Report each line of the items below that contains the word "hillside", copying every such line in full.
** BEGIN **
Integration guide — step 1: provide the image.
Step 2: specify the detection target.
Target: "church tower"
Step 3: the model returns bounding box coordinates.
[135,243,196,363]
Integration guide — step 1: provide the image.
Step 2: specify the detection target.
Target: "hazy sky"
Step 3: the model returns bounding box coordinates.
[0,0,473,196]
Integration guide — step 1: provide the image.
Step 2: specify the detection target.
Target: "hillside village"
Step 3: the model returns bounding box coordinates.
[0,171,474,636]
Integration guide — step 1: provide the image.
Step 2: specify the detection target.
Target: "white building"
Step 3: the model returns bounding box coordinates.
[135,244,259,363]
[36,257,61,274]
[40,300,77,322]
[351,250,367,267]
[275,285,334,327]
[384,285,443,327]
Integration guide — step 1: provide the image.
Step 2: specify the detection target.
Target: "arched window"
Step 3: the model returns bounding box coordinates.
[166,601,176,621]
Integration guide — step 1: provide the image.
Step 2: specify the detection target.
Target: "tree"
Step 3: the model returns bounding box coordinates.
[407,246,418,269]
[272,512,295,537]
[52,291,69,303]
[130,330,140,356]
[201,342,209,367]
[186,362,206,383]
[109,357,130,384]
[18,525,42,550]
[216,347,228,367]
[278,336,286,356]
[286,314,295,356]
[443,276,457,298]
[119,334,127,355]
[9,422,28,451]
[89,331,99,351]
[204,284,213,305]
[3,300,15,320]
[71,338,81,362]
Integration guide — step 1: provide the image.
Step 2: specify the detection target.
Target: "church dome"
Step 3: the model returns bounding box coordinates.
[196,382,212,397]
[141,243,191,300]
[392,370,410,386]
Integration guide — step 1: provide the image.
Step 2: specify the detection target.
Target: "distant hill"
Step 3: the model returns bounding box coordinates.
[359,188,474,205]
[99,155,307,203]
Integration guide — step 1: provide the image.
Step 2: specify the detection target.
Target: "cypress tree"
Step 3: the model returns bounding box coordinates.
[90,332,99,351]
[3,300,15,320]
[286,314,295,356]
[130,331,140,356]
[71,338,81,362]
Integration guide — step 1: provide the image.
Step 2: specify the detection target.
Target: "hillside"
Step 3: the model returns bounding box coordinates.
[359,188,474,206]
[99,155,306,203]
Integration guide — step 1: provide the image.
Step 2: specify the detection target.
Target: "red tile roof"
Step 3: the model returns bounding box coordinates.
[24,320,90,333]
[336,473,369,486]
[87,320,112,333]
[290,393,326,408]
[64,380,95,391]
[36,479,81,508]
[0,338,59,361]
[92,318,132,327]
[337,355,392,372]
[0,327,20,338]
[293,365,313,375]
** END **
TASK OUTPUT -
Target: "hillside village"
Target: "hillside"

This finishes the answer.